Short exercise —
Rewrite the lines between the one containing "Could you spot the black belt" and the one containing "(1022, 442)", inclusive, as a JSON list of strings with one string per line and blank lines omitted.

Material for the task —
(begin)
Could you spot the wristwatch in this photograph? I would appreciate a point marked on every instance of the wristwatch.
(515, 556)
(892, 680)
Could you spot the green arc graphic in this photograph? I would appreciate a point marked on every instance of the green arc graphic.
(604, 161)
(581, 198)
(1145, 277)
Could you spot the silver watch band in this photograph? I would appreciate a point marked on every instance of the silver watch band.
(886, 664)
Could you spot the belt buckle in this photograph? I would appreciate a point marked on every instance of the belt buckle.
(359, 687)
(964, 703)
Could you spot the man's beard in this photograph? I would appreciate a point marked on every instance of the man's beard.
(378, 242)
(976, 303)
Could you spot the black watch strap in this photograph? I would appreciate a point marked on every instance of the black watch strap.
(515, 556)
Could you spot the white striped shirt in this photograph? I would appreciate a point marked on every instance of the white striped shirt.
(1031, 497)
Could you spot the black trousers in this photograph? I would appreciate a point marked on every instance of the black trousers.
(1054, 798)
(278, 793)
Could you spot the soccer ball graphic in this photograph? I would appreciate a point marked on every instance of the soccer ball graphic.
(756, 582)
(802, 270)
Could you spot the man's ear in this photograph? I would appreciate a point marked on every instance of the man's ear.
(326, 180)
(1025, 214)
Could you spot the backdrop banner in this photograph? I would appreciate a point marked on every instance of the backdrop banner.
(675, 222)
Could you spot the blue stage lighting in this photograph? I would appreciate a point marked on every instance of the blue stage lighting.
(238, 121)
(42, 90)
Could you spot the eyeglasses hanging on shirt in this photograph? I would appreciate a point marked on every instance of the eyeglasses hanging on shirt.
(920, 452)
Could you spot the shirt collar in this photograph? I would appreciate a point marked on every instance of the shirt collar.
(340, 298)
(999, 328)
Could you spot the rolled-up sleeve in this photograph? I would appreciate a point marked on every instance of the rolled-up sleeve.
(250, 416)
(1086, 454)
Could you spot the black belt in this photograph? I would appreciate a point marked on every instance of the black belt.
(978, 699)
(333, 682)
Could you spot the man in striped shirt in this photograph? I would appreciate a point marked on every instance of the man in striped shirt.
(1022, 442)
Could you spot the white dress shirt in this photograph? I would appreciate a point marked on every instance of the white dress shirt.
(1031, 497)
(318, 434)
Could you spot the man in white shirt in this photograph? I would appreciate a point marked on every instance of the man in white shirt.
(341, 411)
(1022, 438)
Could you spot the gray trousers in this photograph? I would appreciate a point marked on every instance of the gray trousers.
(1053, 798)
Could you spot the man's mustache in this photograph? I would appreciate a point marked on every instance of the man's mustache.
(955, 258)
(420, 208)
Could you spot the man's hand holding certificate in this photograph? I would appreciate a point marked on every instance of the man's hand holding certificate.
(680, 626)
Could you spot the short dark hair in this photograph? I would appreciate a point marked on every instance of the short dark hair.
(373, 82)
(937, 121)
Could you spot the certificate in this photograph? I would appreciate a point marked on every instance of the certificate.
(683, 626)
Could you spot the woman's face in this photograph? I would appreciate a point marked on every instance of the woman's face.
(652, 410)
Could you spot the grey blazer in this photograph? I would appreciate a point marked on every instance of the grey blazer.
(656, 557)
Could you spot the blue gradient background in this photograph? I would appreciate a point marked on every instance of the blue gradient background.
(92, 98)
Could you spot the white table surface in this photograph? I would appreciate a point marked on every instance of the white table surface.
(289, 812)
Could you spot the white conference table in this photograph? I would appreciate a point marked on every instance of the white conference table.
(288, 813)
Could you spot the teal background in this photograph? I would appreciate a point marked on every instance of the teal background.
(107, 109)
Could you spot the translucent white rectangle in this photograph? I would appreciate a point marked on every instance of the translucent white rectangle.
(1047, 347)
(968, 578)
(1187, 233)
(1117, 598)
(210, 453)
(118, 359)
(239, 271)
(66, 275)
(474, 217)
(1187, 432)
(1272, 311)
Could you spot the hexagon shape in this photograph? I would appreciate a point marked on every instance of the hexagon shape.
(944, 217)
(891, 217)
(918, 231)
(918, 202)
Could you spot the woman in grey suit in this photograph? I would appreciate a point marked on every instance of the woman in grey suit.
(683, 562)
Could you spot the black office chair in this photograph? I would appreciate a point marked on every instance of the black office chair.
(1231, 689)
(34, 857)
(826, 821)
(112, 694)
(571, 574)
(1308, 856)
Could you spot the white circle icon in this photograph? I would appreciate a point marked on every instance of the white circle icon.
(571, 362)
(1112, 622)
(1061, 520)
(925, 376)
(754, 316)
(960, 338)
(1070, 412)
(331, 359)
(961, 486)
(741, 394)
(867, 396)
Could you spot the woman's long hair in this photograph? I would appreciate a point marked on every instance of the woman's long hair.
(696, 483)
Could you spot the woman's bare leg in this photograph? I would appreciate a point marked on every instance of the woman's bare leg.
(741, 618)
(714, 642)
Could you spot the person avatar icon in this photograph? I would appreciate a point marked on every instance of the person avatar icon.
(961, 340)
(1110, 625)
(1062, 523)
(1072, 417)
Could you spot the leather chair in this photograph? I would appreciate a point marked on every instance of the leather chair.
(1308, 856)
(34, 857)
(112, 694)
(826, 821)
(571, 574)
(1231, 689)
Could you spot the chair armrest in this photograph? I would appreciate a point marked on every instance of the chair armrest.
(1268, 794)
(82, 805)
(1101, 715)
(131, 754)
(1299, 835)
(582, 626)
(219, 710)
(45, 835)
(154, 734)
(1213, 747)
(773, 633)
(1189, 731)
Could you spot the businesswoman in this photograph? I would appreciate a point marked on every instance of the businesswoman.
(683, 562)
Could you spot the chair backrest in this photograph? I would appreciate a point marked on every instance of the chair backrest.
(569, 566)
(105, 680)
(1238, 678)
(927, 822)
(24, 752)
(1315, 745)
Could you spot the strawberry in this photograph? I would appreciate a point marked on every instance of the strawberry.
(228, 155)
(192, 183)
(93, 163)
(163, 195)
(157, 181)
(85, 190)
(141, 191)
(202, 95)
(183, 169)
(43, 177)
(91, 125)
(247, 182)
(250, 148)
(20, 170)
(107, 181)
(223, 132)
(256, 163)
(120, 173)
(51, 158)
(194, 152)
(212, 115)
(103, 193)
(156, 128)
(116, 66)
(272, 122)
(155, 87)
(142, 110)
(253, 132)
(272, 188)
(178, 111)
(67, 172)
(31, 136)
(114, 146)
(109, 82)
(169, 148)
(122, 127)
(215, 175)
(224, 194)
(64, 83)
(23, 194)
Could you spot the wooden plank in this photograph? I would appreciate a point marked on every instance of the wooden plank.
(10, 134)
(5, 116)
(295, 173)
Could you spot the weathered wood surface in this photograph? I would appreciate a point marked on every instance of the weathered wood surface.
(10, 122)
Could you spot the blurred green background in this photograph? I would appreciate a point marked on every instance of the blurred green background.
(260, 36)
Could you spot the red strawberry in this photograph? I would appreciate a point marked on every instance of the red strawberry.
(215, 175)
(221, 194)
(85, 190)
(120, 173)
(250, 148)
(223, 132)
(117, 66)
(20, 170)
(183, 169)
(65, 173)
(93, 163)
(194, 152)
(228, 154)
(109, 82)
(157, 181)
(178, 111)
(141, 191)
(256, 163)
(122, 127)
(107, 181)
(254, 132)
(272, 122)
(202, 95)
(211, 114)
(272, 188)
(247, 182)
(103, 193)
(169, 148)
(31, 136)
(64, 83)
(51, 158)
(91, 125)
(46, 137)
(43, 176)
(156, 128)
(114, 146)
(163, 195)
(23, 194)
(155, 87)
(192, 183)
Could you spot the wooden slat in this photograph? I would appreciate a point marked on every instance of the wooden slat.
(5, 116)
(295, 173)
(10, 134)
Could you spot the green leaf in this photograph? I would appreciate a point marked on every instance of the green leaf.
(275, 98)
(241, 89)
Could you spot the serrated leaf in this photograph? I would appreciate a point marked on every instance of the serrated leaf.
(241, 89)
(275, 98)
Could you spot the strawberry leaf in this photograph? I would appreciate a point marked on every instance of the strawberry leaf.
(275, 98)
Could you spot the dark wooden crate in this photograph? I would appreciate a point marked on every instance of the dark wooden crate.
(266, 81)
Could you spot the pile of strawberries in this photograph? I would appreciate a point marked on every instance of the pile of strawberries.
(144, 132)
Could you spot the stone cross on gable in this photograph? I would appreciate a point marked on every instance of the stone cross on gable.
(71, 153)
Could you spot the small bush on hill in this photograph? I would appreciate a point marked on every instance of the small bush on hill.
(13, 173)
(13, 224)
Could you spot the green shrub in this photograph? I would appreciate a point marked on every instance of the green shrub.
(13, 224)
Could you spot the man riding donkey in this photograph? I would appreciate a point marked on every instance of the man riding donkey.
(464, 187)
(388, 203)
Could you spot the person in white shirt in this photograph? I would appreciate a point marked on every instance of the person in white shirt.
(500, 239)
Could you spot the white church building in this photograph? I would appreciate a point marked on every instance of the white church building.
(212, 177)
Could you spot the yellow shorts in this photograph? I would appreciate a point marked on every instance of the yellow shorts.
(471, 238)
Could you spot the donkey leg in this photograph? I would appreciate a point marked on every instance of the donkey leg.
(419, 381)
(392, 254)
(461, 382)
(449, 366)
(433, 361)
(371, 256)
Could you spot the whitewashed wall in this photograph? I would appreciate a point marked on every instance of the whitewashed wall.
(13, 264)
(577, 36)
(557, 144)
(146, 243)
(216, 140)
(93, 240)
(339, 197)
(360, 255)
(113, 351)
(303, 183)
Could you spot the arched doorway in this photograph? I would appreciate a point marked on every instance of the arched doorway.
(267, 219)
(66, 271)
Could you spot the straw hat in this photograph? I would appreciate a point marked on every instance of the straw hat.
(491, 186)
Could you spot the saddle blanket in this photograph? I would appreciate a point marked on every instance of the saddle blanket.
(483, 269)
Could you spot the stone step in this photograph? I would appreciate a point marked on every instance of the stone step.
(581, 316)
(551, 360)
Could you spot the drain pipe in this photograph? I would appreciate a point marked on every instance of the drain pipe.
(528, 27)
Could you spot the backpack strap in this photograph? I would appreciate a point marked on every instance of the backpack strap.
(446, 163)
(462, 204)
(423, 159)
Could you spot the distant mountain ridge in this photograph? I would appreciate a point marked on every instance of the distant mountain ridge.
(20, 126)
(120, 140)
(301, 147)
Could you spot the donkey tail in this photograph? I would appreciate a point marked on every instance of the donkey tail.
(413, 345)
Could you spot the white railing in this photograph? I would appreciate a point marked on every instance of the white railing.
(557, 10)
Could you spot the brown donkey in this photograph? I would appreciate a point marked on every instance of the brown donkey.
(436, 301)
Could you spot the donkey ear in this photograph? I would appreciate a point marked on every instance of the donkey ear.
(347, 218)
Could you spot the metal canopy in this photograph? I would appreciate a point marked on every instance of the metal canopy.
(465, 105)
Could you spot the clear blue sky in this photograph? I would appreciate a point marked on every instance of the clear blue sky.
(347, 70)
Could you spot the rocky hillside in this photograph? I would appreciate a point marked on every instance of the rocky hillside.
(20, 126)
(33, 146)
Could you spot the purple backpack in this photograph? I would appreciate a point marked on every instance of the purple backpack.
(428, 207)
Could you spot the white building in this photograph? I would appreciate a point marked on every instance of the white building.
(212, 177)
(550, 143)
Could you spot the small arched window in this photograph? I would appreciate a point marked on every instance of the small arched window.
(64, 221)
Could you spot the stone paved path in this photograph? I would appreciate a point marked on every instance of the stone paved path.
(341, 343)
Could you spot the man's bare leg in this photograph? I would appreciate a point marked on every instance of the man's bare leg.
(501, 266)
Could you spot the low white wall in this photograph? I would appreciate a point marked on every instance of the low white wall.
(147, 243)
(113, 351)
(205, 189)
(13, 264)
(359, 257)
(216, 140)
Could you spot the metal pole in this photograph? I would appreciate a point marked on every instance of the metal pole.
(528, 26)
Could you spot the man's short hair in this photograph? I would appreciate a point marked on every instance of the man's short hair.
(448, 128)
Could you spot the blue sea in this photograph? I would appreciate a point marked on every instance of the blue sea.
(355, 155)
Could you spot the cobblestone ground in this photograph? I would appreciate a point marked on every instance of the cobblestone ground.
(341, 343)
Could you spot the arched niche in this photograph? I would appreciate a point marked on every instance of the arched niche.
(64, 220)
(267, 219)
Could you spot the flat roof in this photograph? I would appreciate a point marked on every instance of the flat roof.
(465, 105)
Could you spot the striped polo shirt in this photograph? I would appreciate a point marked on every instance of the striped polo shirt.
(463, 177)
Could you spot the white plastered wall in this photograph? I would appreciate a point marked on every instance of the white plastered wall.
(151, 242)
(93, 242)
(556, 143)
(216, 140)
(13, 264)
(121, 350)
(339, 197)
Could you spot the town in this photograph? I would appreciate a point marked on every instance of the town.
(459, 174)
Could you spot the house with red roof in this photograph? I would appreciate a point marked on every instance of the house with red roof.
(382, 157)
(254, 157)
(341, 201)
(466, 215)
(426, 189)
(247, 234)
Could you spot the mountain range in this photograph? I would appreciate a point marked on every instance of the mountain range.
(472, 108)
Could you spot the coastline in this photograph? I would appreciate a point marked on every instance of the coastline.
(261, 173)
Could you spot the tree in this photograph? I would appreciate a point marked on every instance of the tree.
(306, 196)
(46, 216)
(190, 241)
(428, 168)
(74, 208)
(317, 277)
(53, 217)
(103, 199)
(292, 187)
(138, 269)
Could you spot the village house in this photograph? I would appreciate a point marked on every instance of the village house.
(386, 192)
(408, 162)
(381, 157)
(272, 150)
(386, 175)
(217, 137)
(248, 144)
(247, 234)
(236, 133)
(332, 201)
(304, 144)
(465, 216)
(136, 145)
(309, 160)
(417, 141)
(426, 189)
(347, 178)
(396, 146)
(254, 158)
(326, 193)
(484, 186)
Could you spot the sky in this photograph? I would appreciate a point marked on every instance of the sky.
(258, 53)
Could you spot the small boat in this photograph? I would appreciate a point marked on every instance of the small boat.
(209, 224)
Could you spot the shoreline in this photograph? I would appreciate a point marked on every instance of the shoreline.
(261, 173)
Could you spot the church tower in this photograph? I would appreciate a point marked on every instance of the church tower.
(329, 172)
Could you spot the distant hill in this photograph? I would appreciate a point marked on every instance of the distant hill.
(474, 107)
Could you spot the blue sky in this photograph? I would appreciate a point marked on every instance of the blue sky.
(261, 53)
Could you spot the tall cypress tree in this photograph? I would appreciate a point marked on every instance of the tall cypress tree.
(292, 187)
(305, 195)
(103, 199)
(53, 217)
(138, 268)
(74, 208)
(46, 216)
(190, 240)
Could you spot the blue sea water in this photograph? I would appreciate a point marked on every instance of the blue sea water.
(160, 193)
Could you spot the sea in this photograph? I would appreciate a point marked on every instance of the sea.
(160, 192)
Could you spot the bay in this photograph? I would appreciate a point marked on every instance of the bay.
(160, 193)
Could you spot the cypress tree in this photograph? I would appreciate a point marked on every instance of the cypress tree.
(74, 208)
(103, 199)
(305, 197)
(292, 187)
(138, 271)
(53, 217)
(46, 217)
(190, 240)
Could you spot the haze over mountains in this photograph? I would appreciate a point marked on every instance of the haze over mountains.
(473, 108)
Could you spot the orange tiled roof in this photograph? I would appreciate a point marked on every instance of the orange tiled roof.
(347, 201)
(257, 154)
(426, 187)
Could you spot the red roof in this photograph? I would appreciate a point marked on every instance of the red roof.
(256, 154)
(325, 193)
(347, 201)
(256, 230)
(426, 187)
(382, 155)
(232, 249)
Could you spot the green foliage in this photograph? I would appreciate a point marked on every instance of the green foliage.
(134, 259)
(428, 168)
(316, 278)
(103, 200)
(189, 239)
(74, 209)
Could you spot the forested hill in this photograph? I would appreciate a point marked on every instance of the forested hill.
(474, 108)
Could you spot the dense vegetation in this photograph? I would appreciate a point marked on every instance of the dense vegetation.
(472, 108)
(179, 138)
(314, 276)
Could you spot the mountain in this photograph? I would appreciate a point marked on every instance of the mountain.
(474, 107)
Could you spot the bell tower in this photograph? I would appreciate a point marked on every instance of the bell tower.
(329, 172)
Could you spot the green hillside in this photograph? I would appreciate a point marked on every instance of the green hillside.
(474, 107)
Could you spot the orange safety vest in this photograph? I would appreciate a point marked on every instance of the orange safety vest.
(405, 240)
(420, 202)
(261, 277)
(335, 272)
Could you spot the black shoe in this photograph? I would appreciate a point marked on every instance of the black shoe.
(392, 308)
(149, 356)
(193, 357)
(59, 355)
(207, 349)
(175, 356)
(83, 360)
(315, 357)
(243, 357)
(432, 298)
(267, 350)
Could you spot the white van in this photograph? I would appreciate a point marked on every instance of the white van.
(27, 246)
(end)
Task response —
[
  "Could you spot the black belt in this photograph? I would appreciate a point marked on every instance of the black belt.",
  "(978, 699)",
  "(333, 682)",
  "Could you spot the man in striped shirt in this photograph? I would appreciate a point marked on every instance of the man in striped shirt.",
  "(1022, 442)"
]